**EXERCISE PASSAGE:**
——————
In addition, we tested re-entrainment of the circadian rhythm. For this purpose, light/dark (LD)-entrained cells were subjected to two cycles of 5 h phase-advanced light/dark cycles of violet, blue, or red light, and then released into DD for determination of their circadian phase (Fig 3C). In the WT strain, the bioluminescence rhythm was advanced for 4.1 to 5.4 h compared to dark controls in all light qualities tested (Fig 3D and 3E), indicating that the circadian clock re-entrained to new LD cycles. However, re-entrainment was clearly inhibited in the b16 mutant in red and weaker violet light conditions (Fig 3D and 3E). These results indicate that the phase-resetting of the circadian clock by red and violet light are impaired in the b16 mutant.
Light-induced phosphorylation of ROC15 is impaired in b16
Next, we tested the effect of b16 mutation on several molecular aspects of ROC15. ROC15 is a nuclear protein that accumulates at night and is phosphorylated gradually in the darkness and is phosphorylated further after light exposure . To analyze ROC15 in a b16 background, we crossed b16 with a ROC15-HA strain that expresses a hemagglutinin (HA) epitope-tagged ROC15 . ROC15-HA was detected in the nucleus even in the b16 background (Fig 4A), indicating that the b16 mutation does not affect subcellular localization of ROC15. Western blot analysis of ROC15-HA from b16 cells in the darkness detected a broad band, which is indicative of phosphorylated ROC15  (Fig 4B, 0 min). However, no further mobility shift was observed in b16 after red and violet light pulses (Fig 4B, 5 and 10 min). These results suggest that light-induced phosphorylation of ROC15, but not dark phosphorylation, is impaired in b16. After the blue light pulse, however, the further mobility shift was observed in b16 as well as in the WT (Fig 4B). Taken together, these results indicate that b16 has a defect in a red and violet light signaling pathway at a step prior to or at ROC15 phosphorylation.
——————
**DATA SUPPLIED:**
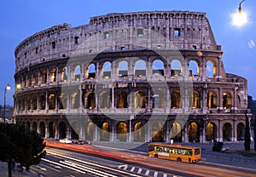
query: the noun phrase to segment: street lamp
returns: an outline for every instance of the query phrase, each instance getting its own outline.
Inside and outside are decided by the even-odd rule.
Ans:
[[[242,0],[239,3],[238,12],[233,14],[232,15],[232,23],[234,26],[241,26],[247,22],[247,15],[246,13],[241,11],[241,6],[244,1],[245,0]]]
[[[3,123],[5,123],[6,94],[7,94],[7,90],[9,90],[9,89],[10,89],[10,85],[7,84],[7,86],[4,88]]]

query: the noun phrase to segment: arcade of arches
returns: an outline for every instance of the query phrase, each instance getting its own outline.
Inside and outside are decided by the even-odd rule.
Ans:
[[[102,120],[101,120],[102,121]],[[60,121],[23,121],[31,129],[38,131],[44,138],[82,139],[100,141],[146,142],[206,142],[206,141],[238,141],[244,140],[245,125],[243,122],[225,121],[207,122],[203,119],[188,121],[184,125],[167,120],[164,124],[157,121],[120,121],[102,122],[95,124]],[[205,126],[204,126],[205,125]],[[220,127],[219,127],[220,126]]]

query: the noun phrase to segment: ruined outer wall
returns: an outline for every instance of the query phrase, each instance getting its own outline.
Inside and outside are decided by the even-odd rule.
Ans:
[[[154,11],[109,14],[90,18],[88,25],[72,28],[70,25],[63,24],[27,37],[15,49],[16,72],[24,67],[42,61],[70,56],[78,47],[75,40],[79,40],[79,43],[81,43],[89,37],[96,36],[99,37],[97,41],[102,41],[106,31],[109,31],[112,41],[116,41],[119,35],[118,31],[113,31],[113,29],[121,30],[124,27],[131,27],[130,35],[137,37],[137,33],[132,26],[145,28],[163,35],[180,50],[191,49],[193,47],[201,50],[221,49],[220,46],[216,44],[205,13]],[[179,31],[178,37],[174,35],[175,30]],[[122,35],[124,31],[119,32]],[[117,36],[112,37],[112,33]],[[148,49],[155,49],[157,44],[163,42],[149,37],[146,43]],[[120,43],[123,43],[123,41]],[[102,47],[106,47],[103,45],[103,43],[96,43],[98,49],[91,49],[91,51],[96,52]],[[162,48],[168,49],[169,46],[166,45]]]

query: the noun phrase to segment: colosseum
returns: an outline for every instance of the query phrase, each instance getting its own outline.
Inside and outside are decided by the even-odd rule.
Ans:
[[[223,54],[206,13],[55,26],[15,49],[15,123],[54,139],[243,140],[247,83],[225,72]]]

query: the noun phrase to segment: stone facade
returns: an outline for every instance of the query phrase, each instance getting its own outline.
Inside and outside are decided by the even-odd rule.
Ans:
[[[56,139],[242,140],[247,83],[222,55],[205,13],[55,26],[15,49],[15,122]]]

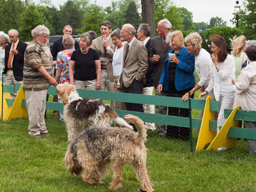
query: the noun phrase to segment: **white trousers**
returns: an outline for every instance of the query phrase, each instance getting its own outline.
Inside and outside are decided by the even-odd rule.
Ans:
[[[111,81],[108,75],[107,70],[101,69],[101,89],[100,90],[105,91],[107,88],[108,91],[114,91],[114,81]],[[111,108],[114,108],[115,102],[110,101]]]
[[[153,94],[154,86],[144,87],[142,90],[142,94],[146,95],[152,95]],[[154,114],[155,113],[155,106],[154,105],[143,104],[144,112]],[[145,122],[145,124],[150,130],[155,130],[155,123]]]
[[[223,126],[226,122],[226,119],[224,118],[224,108],[233,108],[236,90],[232,93],[229,93],[228,94],[225,95],[221,95],[220,96],[219,102],[220,102],[220,109],[217,121],[217,133],[218,133],[218,131],[220,131],[219,127]]]

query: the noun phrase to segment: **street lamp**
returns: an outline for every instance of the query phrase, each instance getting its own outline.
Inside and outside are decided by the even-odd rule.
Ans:
[[[237,1],[237,4],[236,4],[234,6],[234,11],[235,14],[237,15],[237,17],[236,20],[237,20],[237,28],[238,28],[238,19],[239,19],[239,14],[240,14],[240,5],[239,5],[239,1]]]

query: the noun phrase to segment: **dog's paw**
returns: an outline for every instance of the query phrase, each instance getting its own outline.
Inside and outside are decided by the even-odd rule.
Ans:
[[[136,127],[135,127],[135,126],[134,125],[134,124],[133,124],[133,123],[129,123],[129,124],[130,124],[130,126],[133,126],[133,130],[134,130],[135,132],[137,132],[137,131],[138,131],[138,130],[137,130],[137,128],[136,128]]]

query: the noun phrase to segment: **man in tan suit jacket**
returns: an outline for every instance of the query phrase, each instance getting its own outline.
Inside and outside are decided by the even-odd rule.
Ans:
[[[135,37],[135,34],[136,30],[130,24],[122,27],[121,39],[127,43],[123,48],[123,67],[119,81],[123,92],[141,94],[148,68],[148,56],[145,45]],[[127,110],[143,112],[142,104],[125,104]]]
[[[153,86],[155,87],[155,95],[167,96],[167,93],[165,91],[162,91],[159,94],[156,87],[159,82],[161,76],[162,70],[164,64],[164,61],[167,56],[167,53],[172,48],[170,47],[168,40],[168,36],[170,32],[172,24],[171,22],[164,19],[158,22],[158,31],[159,35],[158,35],[151,39],[150,42],[150,62],[154,67]],[[164,43],[166,41],[166,47],[164,48]],[[160,56],[160,59],[156,57],[156,55]],[[155,112],[156,114],[166,115],[167,112],[167,107],[161,106],[155,106]],[[157,131],[158,135],[165,136],[166,135],[166,126],[165,124],[158,124]]]
[[[109,34],[112,31],[112,24],[109,22],[101,23],[101,36],[94,39],[92,48],[96,50],[100,56],[101,64],[101,91],[114,91],[114,76],[113,75],[112,57],[114,53],[115,45]],[[114,102],[111,102],[111,107],[114,108]]]

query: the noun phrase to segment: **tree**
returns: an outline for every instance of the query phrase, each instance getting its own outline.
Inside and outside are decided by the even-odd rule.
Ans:
[[[82,20],[82,27],[79,31],[83,33],[88,31],[94,31],[98,36],[100,36],[101,23],[104,20],[104,12],[102,7],[92,4],[86,9]]]
[[[60,6],[60,23],[64,27],[70,24],[73,28],[73,34],[77,34],[77,30],[82,27],[82,12],[79,5],[75,2],[68,0],[64,5]]]
[[[139,5],[135,0],[121,0],[112,2],[112,6],[105,9],[106,12],[104,16],[105,20],[112,24],[113,29],[121,28],[123,24],[129,23],[136,29],[141,23],[141,17],[138,11]]]
[[[242,34],[242,31],[236,27],[232,28],[230,27],[221,26],[213,27],[210,30],[207,30],[205,36],[207,39],[209,39],[210,36],[217,34],[222,36],[226,42],[228,49],[231,49],[231,41],[229,38],[233,39],[235,36],[240,36]]]
[[[208,24],[205,22],[194,23],[196,31],[204,31],[208,28]]]
[[[112,24],[113,30],[117,28],[121,29],[122,26],[125,23],[124,12],[122,9],[122,6],[120,6],[120,1],[112,1],[112,6],[108,6],[105,9],[106,14],[104,16],[104,19]]]
[[[137,30],[141,23],[141,18],[138,11],[135,1],[131,1],[125,10],[125,23],[131,24]]]
[[[209,24],[209,28],[211,28],[213,27],[220,27],[220,26],[226,26],[226,22],[224,22],[221,18],[218,16],[212,17],[210,20],[210,24]]]
[[[31,31],[39,24],[46,24],[44,16],[37,10],[34,4],[28,6],[26,12],[22,14],[19,28],[19,37],[24,41],[32,40]]]
[[[188,11],[185,7],[179,8],[179,13],[183,20],[181,24],[183,25],[183,30],[189,31],[196,29],[195,24],[193,23],[193,14]]]
[[[241,9],[239,15],[239,28],[243,32],[247,39],[256,39],[256,0],[246,0],[244,2],[245,9]],[[236,24],[236,15],[231,20]]]
[[[154,37],[155,36],[154,0],[141,0],[141,5],[142,23],[148,24],[151,28],[150,36]]]
[[[174,6],[169,0],[155,1],[155,25],[157,26],[159,21],[167,19],[172,25],[172,31],[182,30],[184,26],[181,24],[183,19],[179,14],[179,8]]]
[[[19,0],[0,0],[0,29],[6,33],[10,29],[19,30],[21,15],[25,11],[24,3]]]

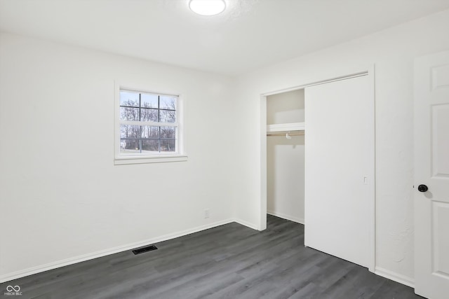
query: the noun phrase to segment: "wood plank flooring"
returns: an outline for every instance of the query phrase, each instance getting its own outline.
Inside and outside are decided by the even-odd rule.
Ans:
[[[258,232],[236,223],[1,284],[4,298],[421,298],[413,289],[304,246],[304,226],[267,216]],[[6,296],[8,285],[22,295]]]

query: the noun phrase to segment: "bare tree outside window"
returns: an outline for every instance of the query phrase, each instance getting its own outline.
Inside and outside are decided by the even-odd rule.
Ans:
[[[175,153],[177,100],[176,96],[120,90],[121,153]]]

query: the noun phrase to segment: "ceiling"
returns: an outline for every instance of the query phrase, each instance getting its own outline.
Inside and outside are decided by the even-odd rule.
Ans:
[[[449,0],[0,0],[0,31],[237,75],[449,8]]]

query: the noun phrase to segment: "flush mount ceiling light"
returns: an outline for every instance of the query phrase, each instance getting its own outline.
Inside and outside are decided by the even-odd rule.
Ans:
[[[224,0],[190,0],[189,8],[201,15],[215,15],[226,8]]]

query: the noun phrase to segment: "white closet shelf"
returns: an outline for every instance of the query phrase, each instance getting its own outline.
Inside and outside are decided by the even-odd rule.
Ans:
[[[304,131],[305,125],[304,123],[279,123],[275,125],[268,125],[267,132],[288,132],[288,131]]]

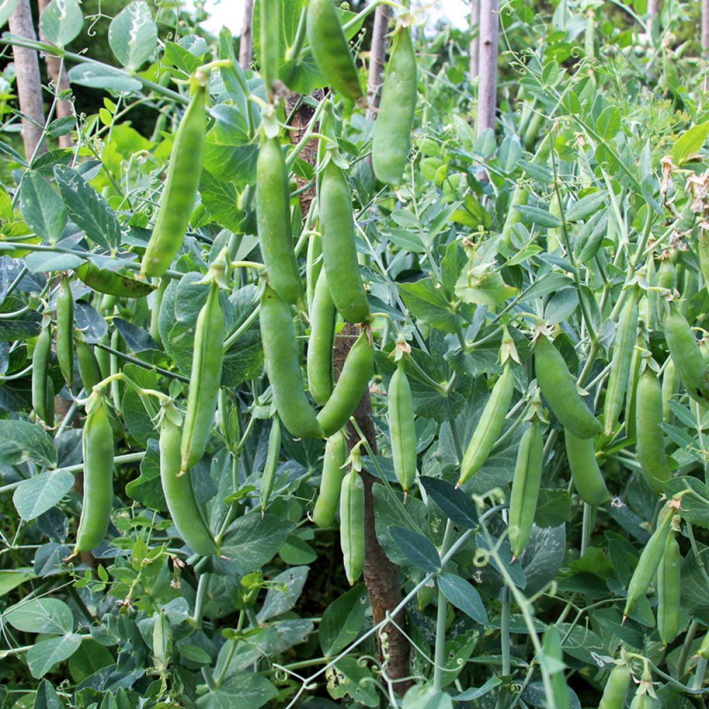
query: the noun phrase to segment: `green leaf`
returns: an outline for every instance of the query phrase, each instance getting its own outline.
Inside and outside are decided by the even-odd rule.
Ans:
[[[116,58],[129,71],[145,64],[157,47],[157,26],[147,3],[135,0],[108,26],[108,44]]]
[[[40,18],[42,33],[57,47],[66,47],[83,27],[84,15],[77,0],[52,0]]]
[[[0,420],[0,464],[18,465],[31,460],[52,467],[57,463],[57,449],[50,435],[28,421]]]
[[[364,624],[367,598],[367,587],[362,584],[350,588],[325,608],[318,636],[326,657],[336,655],[357,640]]]
[[[23,480],[12,496],[15,509],[26,522],[33,520],[58,504],[74,481],[67,470],[47,471]]]
[[[469,581],[454,574],[441,574],[437,579],[441,593],[457,608],[476,623],[486,625],[487,611],[477,589]]]
[[[49,182],[35,170],[28,170],[22,179],[20,211],[27,225],[43,240],[55,244],[64,233],[67,225],[64,202]]]

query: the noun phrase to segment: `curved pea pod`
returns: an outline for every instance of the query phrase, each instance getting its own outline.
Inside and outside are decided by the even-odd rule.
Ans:
[[[264,138],[256,162],[256,219],[261,255],[271,287],[286,303],[303,298],[291,235],[288,168],[277,138]]]
[[[660,512],[657,527],[643,548],[637,566],[635,566],[630,579],[625,598],[625,607],[623,612],[623,616],[627,615],[638,598],[645,595],[655,578],[662,555],[664,554],[665,542],[669,535],[672,518],[671,508],[665,506]]]
[[[630,668],[627,664],[623,662],[615,665],[605,681],[598,709],[625,709],[630,681]]]
[[[389,415],[394,472],[406,492],[416,479],[416,427],[411,387],[404,372],[403,359],[399,360],[389,382]]]
[[[699,345],[684,316],[674,305],[664,321],[665,340],[677,375],[689,396],[700,403],[709,398],[707,368]]]
[[[62,276],[57,293],[57,359],[64,381],[74,381],[74,296],[69,279]]]
[[[544,440],[539,422],[535,420],[520,440],[510,496],[508,527],[515,557],[524,551],[532,533],[542,481],[543,451]]]
[[[603,474],[596,460],[592,438],[577,438],[568,429],[564,430],[566,458],[574,479],[574,486],[581,498],[588,505],[598,507],[610,499]]]
[[[318,422],[325,436],[337,433],[347,425],[374,372],[374,350],[367,331],[362,330],[347,352],[332,396],[318,413]]]
[[[32,406],[35,413],[47,424],[54,423],[53,387],[49,379],[49,362],[52,352],[52,331],[48,325],[37,338],[32,353]]]
[[[209,440],[221,385],[223,331],[219,286],[213,281],[207,301],[197,316],[194,330],[192,370],[182,431],[182,472],[202,457]]]
[[[325,167],[320,191],[323,260],[333,301],[348,323],[371,320],[354,245],[352,193],[345,173],[334,162]]]
[[[197,196],[207,130],[206,87],[199,84],[175,133],[167,177],[140,272],[162,276],[177,255]]]
[[[318,277],[310,309],[311,333],[308,338],[308,389],[321,406],[333,393],[333,345],[337,311],[324,271]]]
[[[266,373],[281,423],[294,438],[322,437],[303,390],[291,308],[269,286],[261,296],[260,325]]]
[[[577,438],[592,438],[603,431],[579,395],[562,353],[543,335],[535,347],[535,369],[542,393],[564,428]]]
[[[366,103],[354,60],[332,0],[308,4],[308,41],[325,82],[357,104]]]
[[[637,380],[635,391],[635,435],[640,471],[647,484],[661,492],[659,482],[669,480],[671,473],[665,453],[662,424],[662,391],[657,375],[646,367]]]
[[[189,475],[180,473],[182,433],[174,413],[164,412],[160,422],[160,482],[170,517],[185,544],[196,554],[208,557],[217,546],[197,503]]]
[[[340,491],[345,475],[347,442],[342,431],[331,435],[325,444],[320,493],[313,510],[313,521],[318,527],[329,527],[340,503]]]
[[[666,647],[679,632],[682,555],[673,531],[667,535],[657,568],[657,631]]]
[[[98,547],[106,537],[113,503],[113,432],[103,394],[86,404],[82,447],[84,501],[74,553]]]
[[[268,452],[266,454],[266,464],[264,466],[263,475],[261,476],[261,486],[259,490],[262,512],[266,511],[271,493],[273,492],[276,473],[278,471],[278,459],[280,456],[281,423],[278,420],[278,416],[274,416],[268,435]]]
[[[630,375],[632,351],[637,335],[637,296],[635,289],[628,294],[627,300],[620,311],[615,330],[613,354],[610,361],[610,374],[605,389],[603,405],[603,422],[605,435],[610,435],[618,422]]]
[[[340,544],[347,581],[354,586],[364,568],[364,484],[354,469],[342,479],[340,492]]]
[[[416,55],[408,27],[394,33],[381,87],[372,141],[372,167],[376,179],[398,185],[411,147],[416,108]]]
[[[515,381],[512,369],[506,364],[502,375],[495,382],[495,386],[488,399],[472,437],[465,449],[465,454],[460,464],[460,477],[458,485],[462,485],[474,475],[484,465],[495,446],[495,442],[502,432],[505,417],[510,410],[512,395],[515,392]]]
[[[91,261],[82,263],[77,269],[79,279],[99,293],[118,298],[143,298],[155,289],[151,283],[121,276],[108,269],[99,268]]]

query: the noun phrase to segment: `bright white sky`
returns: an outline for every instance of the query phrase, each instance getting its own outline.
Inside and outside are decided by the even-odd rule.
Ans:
——————
**PROBLEMS AND TASKS:**
1/ Decide whether each statement below agrees with the passage on the b16 mutant. Answer yes or no, and quote the deciding words.
(a) In the WT strain, the bioluminescence rhythm was advanced compared to dark controls under every light quality tested.
(b) The b16 mutation changes where ROC15 is located within the cell.
(c) After a blue light pulse, no further mobility shift of ROC15-HA was seen in b16.
2/ Answer these questions from the passage on the b16 mutant.
(a) By how many hours were the light/dark cycles phase-advanced in the re-entrainment test?
(b) What epitope tag does the ROC15 strain crossed with b16 carry?
(c) At what time of day does ROC15 accumulate?

**EXPECTED RESPONSES:**
1/
(a) Yes: "In the WT strain, the bioluminescence rhythm was advanced for 4.1 to 5.4 h compared to dark controls in all light qualities tested"
(b) No: "indicating that the b16 mutation does not affect subcellular localization of ROC15"
(c) No: "After the blue light pulse, however, the further mobility shift was observed in b16 as well as in the WT"

2/
(a) 5 hours.
(b) A hemagglutinin (HA) epitope tag.
(c) At night.